> Task description
Pull out every line with the word "Target" from the entries below.

> Input for this task
§ §
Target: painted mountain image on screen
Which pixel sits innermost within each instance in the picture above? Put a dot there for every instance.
§ §
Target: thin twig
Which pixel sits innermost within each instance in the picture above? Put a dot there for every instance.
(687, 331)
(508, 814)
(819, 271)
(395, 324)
§ §
> Expected answer
Target: painted mountain image on screen
Target: thin twig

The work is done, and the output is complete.